══ DATA LINES
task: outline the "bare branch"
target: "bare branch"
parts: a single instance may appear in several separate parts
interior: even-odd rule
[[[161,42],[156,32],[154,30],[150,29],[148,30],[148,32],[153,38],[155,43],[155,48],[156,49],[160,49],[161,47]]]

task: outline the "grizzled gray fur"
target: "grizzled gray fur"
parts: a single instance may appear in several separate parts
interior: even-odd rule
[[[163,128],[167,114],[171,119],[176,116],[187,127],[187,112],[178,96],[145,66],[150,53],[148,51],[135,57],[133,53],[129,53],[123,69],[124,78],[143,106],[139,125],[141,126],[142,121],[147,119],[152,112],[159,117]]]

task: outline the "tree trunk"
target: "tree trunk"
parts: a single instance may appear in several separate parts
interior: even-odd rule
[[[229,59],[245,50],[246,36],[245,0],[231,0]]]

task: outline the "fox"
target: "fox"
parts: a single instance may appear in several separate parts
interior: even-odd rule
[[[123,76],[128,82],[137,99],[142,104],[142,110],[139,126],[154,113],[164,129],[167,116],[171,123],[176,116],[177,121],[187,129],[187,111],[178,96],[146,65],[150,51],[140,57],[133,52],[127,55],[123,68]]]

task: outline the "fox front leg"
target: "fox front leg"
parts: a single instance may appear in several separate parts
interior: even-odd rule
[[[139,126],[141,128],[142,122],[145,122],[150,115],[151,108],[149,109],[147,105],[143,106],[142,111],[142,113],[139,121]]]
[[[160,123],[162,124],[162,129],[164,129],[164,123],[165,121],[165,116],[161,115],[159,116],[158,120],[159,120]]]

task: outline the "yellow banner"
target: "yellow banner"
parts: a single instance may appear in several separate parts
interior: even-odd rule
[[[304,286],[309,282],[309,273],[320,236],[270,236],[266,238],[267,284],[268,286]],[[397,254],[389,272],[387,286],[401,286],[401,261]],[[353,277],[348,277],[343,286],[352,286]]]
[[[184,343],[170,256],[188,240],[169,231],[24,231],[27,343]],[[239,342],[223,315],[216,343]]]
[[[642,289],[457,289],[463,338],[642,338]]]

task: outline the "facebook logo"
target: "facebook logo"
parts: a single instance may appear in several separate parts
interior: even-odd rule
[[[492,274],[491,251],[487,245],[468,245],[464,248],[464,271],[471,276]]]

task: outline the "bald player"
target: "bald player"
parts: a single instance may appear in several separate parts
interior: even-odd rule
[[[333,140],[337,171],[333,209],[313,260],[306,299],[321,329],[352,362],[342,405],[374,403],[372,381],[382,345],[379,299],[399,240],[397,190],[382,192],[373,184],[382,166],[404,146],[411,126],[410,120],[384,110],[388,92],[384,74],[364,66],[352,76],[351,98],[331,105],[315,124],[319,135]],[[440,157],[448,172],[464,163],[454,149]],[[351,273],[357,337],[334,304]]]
════
TASK STATEMENT:
Which lines in the entries above contain the string "player"? Gather every one of them, treating uppercase and lowercase as different.

SOLUTION BELOW:
task: outline the "bald player"
target: "bald player"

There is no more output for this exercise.